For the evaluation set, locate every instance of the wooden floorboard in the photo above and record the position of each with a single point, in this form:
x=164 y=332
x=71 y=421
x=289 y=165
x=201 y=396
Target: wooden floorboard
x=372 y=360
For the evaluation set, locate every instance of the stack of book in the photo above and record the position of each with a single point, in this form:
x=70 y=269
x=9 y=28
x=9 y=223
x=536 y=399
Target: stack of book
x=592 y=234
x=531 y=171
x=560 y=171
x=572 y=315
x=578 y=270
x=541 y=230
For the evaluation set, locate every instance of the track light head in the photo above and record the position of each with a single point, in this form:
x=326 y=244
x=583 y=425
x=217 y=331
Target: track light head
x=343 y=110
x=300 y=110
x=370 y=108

━━━

- **REQUIRED WORK**: Rewrite the listing above as a JSON list of strings, with one string for each line and blank lines left out.

- **FULL SOLUTION**:
[
  "For the evaluation set, locate every instance of the wooden floorboard in the photo above and record the position of each with a single point, in this form:",
  "x=164 y=332",
  "x=71 y=421",
  "x=289 y=165",
  "x=201 y=396",
  "Target: wooden floorboard",
  "x=372 y=360",
  "For the evaluation set, locate every instance of the stack of book in the photo above and record the position of each with a single point, in this form:",
  "x=70 y=269",
  "x=9 y=28",
  "x=9 y=223",
  "x=536 y=399",
  "Target: stack of book",
  "x=592 y=234",
  "x=531 y=171",
  "x=560 y=171",
  "x=572 y=315",
  "x=578 y=270",
  "x=541 y=230",
  "For the evaluation set, locate every instance of the track light head in the photo above and record the position of each with a single point, in this form:",
  "x=326 y=244",
  "x=583 y=425",
  "x=217 y=331",
  "Target: track light head",
  "x=343 y=110",
  "x=300 y=110",
  "x=370 y=108"
]